[Box-labeled dataset extracts]
□ □ □ □

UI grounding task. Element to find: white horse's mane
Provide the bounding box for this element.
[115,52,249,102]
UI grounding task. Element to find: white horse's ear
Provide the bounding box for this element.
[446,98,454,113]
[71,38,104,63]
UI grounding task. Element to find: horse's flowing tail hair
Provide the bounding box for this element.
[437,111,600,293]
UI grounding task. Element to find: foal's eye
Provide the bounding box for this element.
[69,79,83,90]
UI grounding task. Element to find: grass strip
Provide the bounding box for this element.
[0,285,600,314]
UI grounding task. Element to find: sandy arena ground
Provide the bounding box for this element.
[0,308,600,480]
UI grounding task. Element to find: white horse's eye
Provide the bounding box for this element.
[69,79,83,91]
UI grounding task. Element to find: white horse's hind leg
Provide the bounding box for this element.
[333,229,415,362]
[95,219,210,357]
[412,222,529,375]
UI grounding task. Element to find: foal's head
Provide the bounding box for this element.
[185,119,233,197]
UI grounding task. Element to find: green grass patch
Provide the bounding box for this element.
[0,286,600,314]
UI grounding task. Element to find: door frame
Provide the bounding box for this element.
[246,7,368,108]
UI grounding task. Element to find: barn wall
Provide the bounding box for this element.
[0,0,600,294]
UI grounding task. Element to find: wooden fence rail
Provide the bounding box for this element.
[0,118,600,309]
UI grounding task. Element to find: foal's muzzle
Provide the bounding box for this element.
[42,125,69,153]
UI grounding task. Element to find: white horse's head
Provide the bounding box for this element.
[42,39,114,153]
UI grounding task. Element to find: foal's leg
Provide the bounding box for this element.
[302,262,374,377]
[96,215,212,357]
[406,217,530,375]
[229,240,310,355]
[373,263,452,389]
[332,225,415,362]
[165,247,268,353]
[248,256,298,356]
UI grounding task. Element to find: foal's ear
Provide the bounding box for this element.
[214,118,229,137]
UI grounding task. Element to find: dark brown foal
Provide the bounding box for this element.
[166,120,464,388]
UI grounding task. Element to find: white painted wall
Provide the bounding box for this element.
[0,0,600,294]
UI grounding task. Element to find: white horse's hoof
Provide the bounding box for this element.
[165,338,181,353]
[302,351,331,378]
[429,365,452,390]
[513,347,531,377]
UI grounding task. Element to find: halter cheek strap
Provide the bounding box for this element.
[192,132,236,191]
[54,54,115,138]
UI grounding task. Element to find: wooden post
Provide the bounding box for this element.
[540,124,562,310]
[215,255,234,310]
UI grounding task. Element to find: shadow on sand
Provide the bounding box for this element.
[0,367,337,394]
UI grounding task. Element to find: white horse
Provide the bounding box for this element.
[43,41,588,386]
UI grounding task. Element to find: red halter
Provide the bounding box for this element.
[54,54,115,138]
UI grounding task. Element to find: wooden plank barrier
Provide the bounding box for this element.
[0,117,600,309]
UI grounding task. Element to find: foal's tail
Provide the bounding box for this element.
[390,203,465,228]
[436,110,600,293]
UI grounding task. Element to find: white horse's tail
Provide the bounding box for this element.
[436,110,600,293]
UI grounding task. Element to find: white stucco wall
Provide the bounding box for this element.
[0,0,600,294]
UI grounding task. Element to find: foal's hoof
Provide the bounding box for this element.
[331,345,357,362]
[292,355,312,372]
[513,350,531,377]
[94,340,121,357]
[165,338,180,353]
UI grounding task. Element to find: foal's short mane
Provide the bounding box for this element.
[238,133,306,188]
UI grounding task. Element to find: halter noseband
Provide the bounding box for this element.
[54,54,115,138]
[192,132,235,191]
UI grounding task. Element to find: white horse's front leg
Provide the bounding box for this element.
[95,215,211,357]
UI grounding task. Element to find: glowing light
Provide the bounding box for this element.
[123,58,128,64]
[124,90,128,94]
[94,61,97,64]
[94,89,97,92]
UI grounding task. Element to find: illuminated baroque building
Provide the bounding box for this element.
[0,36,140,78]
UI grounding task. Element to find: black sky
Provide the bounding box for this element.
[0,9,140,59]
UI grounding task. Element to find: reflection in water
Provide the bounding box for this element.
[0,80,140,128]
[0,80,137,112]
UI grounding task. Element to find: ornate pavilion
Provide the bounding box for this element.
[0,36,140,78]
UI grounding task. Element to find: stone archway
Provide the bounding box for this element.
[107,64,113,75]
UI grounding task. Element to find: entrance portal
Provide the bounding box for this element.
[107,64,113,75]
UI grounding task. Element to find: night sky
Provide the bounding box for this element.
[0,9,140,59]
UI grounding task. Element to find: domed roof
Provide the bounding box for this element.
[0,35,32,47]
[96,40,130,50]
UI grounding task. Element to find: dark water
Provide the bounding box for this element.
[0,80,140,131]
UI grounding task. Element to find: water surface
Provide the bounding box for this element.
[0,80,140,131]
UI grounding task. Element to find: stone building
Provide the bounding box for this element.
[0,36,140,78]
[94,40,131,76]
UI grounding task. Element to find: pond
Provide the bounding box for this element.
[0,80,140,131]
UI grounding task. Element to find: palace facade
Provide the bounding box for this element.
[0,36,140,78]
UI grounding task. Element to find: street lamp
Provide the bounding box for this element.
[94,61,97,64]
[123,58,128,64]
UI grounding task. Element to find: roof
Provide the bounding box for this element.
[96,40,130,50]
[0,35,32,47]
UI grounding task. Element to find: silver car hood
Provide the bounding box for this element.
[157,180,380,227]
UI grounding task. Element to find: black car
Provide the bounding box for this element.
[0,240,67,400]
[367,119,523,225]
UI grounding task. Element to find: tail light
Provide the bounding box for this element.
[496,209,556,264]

□ □ □ □

Copy all of the records above word for word, without changing anything.

UI grounding task. Element to find: white horse's mane
Provide the bounding box for this element.
[115,52,249,102]
UI grounding task. Element to find: white horse's ear
Provide the bounding box for this element.
[446,98,454,113]
[71,38,104,63]
UI grounding task. Element to find: horse's flowing tail hair
Provide the bounding box for this element.
[437,111,600,293]
UI grounding task. Element to find: foal's eye
Provide the bounding box for this element.
[69,79,83,90]
UI grounding task. Element to find: grass strip
Provide the bounding box for this element.
[0,285,600,314]
UI grounding task. Element to find: sandy arena ground
Provide the bounding box for this element.
[0,308,600,480]
UI grounding task. Element to find: white horse's eye
Provide the bounding box for this element.
[69,79,83,91]
UI grounding task. Element to find: white horse's hind leg
Provide the bounding box for this element.
[333,229,415,362]
[95,219,210,357]
[412,222,529,375]
UI grounding task. Element to find: foal's head
Provide the bounding box for this element.
[185,119,233,197]
UI grounding task. Element to find: green grass patch
Provide the bounding box for this element.
[0,286,600,314]
UI grounding task. Element to find: door frame
Provide the bounding box for this element.
[246,7,368,108]
UI grounding task. Element to find: barn wall
Provide the bounding box for this element.
[0,0,600,294]
UI grounding task. Element to find: wooden fence rail
Provide the bounding box for this element.
[0,118,600,309]
UI grounding task. Element to find: foal's muzzle
Provide the bounding box for this element.
[42,125,69,153]
UI grounding task. Element to find: white horse's head
Provide the bounding box for this element.
[42,39,114,153]
UI grounding task. Element to find: foal's leg
Provide the bounding box for this element.
[302,262,374,377]
[96,215,212,357]
[406,217,530,375]
[229,240,310,355]
[373,263,452,389]
[332,225,415,362]
[165,247,268,353]
[248,256,298,356]
UI grounding task. Element to find: foal's ear
Provide the bounding box for this element.
[214,118,229,137]
UI grounding task. Element to find: dark brown foal
Provide the bounding box for this element.
[166,120,464,388]
UI grounding task. Element to find: white painted wall
Provide the bounding box for this element.
[0,0,600,294]
UI grounding task. Element to find: white horse's hoof
Provide the bounding box for this element.
[165,338,181,353]
[302,351,331,378]
[429,365,452,390]
[513,347,531,377]
UI grounding task. Element to find: halter cheek strap
Provide the bounding box for this element.
[192,132,236,191]
[54,54,115,138]
UI grounding task. Element to find: wooden post
Provide the bounding box for this element.
[540,124,562,310]
[215,255,234,310]
UI grounding task. Element to find: shadow on sand
Provide the bounding box for this element.
[0,367,337,394]
UI grounding task. Element to find: white horse
Provide the bounding box for this element.
[43,41,588,386]
UI grounding task. Element to find: red halter
Provide the bounding box for this element.
[54,54,115,138]
UI grounding task. Element to find: wooden plank barrier
Provide the bounding box for this element.
[0,117,600,309]
UI grounding task. Element to find: foal's tail
Provide the bounding box for this element.
[390,203,465,228]
[436,110,600,293]
UI grounding task. Element to find: white horse's tail
Provide the bounding box for this element.
[436,110,600,293]
UI grounding task. Element to find: white stucco wall
Provide the bounding box for this element.
[0,0,600,294]
UI grounding task. Element to find: foal's hoof
Provide the bounding box for this element.
[331,345,357,362]
[292,355,312,372]
[513,350,531,377]
[94,340,121,357]
[165,338,180,353]
UI grounding task. Element to find: foal's short mane
Provide the bounding box for this element.
[238,133,306,188]
UI grounding task. Element to find: halter noseband
Provide the bounding box for this element.
[54,54,115,138]
[192,132,235,191]
UI grounding task. Element to find: white horse's front leg
Provide the bounding box for this element.
[95,215,211,357]
UI grounding task. Element to find: glowing light
Provide the bounding box for this element.
[123,58,128,64]
[124,90,128,94]
[94,61,97,64]
[94,89,97,92]
UI grounding task. Element to find: illuminated baroque building
Provide the bounding box for this element.
[0,36,140,78]
UI grounding task. Element to find: black sky
Provide the bounding box for this element.
[0,9,140,59]
UI grounding task. Element to find: reflection in water
Provide the bounding box for this element.
[0,80,140,128]
[0,80,137,112]
UI grounding task. Element to find: ornate pavilion
Provide the bounding box for this element.
[0,36,140,78]
UI grounding task. Element to find: stone archway
Provide the bounding box for this element.
[107,64,113,75]
UI grounding task. Element to find: entrance portal
Provide the bounding box for this element.
[107,64,113,75]
UI grounding task. Element to find: night sky
Provide the bounding box for this element.
[0,9,140,59]
UI grounding task. Element to find: domed roof
Provide the bounding box for this element.
[0,35,32,47]
[96,40,130,50]
UI grounding task. Element to find: dark water
Provide the bounding box for this element.
[0,80,140,131]
UI grounding task. Element to find: water surface
Provide the bounding box for this element.
[0,80,140,131]
UI grounding task. Element to find: stone building
Provide the bounding box for this element.
[0,36,140,78]
[94,40,131,76]
UI grounding task. Element to find: pond
Provide the bounding box for this element.
[0,80,140,131]
UI grounding task. Element to find: palace facade
Provide the bounding box for this element.
[0,36,140,78]
UI grounding task. Element to find: street lamp
Provide the bounding box for this element.
[94,61,97,64]
[123,58,128,64]
UI grounding task. Element to find: roof
Provide the bounding box for this element.
[96,40,130,50]
[0,35,32,47]
UI grounding task. Element to find: silver car hood
Provide the bounding box for this element.
[157,180,380,227]
UI grounding task. Element to find: black car
Provide the bounding box for this element.
[0,240,67,400]
[367,119,523,225]
UI grounding task. Element to find: tail light
Provide the bounding box for this element.
[496,209,556,264]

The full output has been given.